(Referring expression data)
☆ ☆ ☆

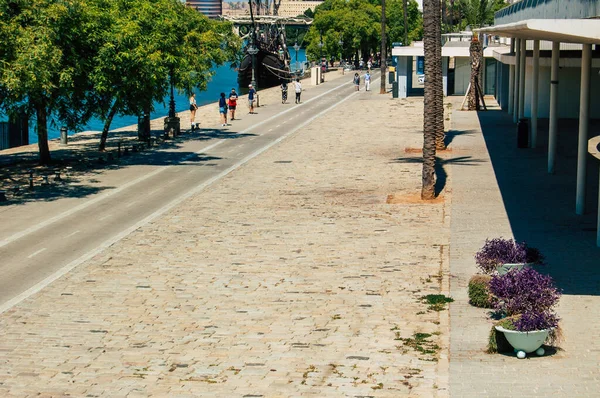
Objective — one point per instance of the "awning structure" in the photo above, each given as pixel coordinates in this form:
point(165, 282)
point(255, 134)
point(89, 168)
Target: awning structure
point(585, 31)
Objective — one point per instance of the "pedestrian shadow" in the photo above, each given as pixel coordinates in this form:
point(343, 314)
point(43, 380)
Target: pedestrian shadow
point(451, 134)
point(441, 175)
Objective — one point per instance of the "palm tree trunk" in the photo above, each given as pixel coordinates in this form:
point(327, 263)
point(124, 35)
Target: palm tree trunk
point(439, 82)
point(383, 49)
point(42, 131)
point(430, 8)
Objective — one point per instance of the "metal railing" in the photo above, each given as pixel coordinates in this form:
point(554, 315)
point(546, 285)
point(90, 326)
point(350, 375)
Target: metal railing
point(547, 9)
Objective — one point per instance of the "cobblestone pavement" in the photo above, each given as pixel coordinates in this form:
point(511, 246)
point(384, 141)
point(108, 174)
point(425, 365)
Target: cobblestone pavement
point(299, 274)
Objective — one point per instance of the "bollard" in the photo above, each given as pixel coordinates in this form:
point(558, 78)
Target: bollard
point(63, 136)
point(30, 179)
point(522, 134)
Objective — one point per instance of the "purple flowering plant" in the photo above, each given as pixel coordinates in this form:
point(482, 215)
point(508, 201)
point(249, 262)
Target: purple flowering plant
point(498, 251)
point(526, 293)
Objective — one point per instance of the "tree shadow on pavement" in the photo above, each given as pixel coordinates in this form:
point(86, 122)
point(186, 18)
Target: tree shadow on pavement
point(541, 206)
point(441, 176)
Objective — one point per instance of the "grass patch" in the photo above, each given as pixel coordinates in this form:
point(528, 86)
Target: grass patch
point(479, 291)
point(437, 302)
point(420, 342)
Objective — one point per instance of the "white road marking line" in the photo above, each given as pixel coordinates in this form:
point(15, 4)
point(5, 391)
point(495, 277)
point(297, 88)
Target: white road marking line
point(97, 199)
point(32, 255)
point(109, 242)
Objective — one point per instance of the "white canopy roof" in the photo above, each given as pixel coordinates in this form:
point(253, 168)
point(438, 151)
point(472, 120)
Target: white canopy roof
point(585, 31)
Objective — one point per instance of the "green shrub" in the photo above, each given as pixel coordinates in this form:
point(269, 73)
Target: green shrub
point(479, 291)
point(497, 342)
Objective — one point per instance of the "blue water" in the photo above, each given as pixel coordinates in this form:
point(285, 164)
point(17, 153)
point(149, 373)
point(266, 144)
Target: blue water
point(224, 79)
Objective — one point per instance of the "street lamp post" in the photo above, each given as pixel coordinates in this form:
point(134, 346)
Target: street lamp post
point(341, 43)
point(296, 48)
point(252, 50)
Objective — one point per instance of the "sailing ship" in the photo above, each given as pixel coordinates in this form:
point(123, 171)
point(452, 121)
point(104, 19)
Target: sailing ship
point(266, 53)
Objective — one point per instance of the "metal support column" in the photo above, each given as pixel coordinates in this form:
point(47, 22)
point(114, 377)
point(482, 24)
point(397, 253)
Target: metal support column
point(534, 91)
point(517, 82)
point(553, 129)
point(584, 108)
point(522, 68)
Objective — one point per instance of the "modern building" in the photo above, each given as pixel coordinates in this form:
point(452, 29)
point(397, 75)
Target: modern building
point(210, 8)
point(293, 8)
point(551, 70)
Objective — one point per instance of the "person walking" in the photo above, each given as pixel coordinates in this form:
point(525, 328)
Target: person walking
point(232, 102)
point(298, 89)
point(251, 95)
point(223, 109)
point(193, 108)
point(283, 91)
point(356, 81)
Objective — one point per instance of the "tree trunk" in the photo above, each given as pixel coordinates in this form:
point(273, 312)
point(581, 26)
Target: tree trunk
point(439, 81)
point(405, 12)
point(107, 122)
point(383, 49)
point(42, 131)
point(476, 55)
point(429, 43)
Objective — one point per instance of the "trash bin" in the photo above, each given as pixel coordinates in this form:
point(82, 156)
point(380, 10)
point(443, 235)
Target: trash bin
point(394, 89)
point(522, 134)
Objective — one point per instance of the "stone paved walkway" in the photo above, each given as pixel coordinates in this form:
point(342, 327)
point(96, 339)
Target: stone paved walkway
point(292, 276)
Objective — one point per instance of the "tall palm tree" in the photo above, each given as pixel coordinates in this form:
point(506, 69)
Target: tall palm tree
point(433, 74)
point(383, 49)
point(439, 83)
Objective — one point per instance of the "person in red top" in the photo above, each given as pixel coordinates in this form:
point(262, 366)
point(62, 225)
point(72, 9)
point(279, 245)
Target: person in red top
point(232, 103)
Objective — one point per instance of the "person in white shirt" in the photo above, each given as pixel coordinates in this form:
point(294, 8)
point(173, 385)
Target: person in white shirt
point(298, 89)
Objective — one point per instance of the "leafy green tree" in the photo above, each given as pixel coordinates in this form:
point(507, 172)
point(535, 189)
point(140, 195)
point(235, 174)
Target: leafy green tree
point(46, 59)
point(147, 43)
point(395, 21)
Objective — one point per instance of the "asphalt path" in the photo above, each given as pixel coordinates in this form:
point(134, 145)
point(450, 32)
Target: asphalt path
point(40, 242)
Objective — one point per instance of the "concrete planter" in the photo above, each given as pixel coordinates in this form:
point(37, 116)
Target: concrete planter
point(525, 342)
point(504, 268)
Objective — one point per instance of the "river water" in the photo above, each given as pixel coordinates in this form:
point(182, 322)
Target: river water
point(224, 79)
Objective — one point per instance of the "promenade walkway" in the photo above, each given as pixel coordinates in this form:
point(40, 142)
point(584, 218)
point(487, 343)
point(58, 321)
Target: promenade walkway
point(301, 274)
point(292, 276)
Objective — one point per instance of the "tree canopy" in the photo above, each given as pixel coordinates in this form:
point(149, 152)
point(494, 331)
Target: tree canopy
point(355, 24)
point(66, 60)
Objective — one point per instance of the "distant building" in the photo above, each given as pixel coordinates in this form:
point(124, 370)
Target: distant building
point(293, 8)
point(210, 8)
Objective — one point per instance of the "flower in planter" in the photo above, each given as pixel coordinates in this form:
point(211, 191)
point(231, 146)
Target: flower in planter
point(499, 251)
point(523, 291)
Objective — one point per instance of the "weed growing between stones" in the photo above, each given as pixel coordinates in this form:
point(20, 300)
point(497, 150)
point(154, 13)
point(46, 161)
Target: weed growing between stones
point(420, 342)
point(437, 302)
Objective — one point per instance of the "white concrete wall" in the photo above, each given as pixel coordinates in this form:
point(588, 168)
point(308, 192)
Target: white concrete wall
point(462, 75)
point(568, 92)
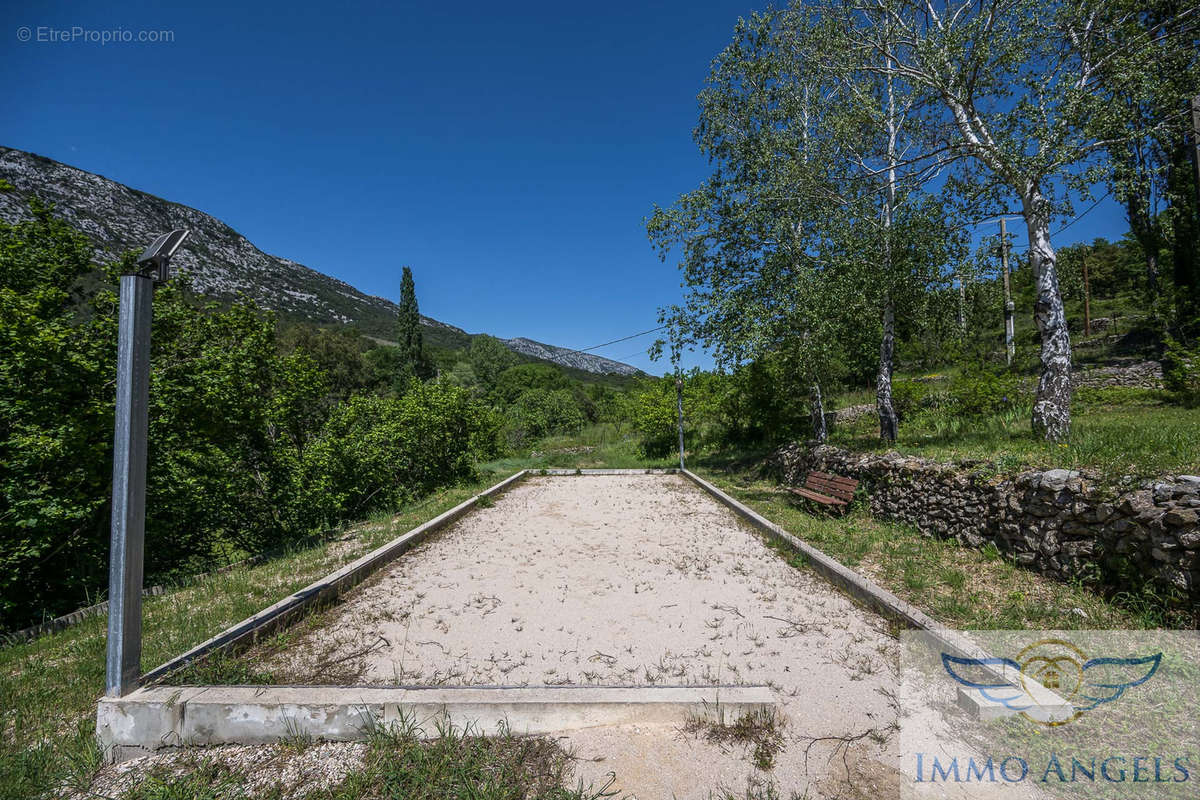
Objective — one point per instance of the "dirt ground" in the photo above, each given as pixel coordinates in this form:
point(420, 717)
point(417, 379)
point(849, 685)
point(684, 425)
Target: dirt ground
point(629, 579)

☆ ☆ ☆

### Aim of the exercise
Every line from the one containing "point(231, 146)" to the final line of the records should be duplicated exactly; no picture is to be copied.

### Response to the exercise
point(231, 146)
Target: flower in planter
point(499, 251)
point(523, 291)
Objective — one point per instance of the "weed growing between stones" in the photo above, each given as pixel coordinates in this form:
point(20, 300)
point(497, 150)
point(154, 13)
point(46, 161)
Target: weed growing between stones
point(420, 342)
point(437, 302)
Objective — one point per instance of the "white concrete wall" in the photo above, each given as pixel coordinates in this form:
point(588, 168)
point(308, 192)
Target: white concrete wall
point(462, 75)
point(568, 92)
Objective — one point per instance of the "dirt ground" in the photo above, each given as pixel coordinates in this form:
point(420, 717)
point(417, 379)
point(849, 685)
point(684, 425)
Target: dirt ground
point(629, 579)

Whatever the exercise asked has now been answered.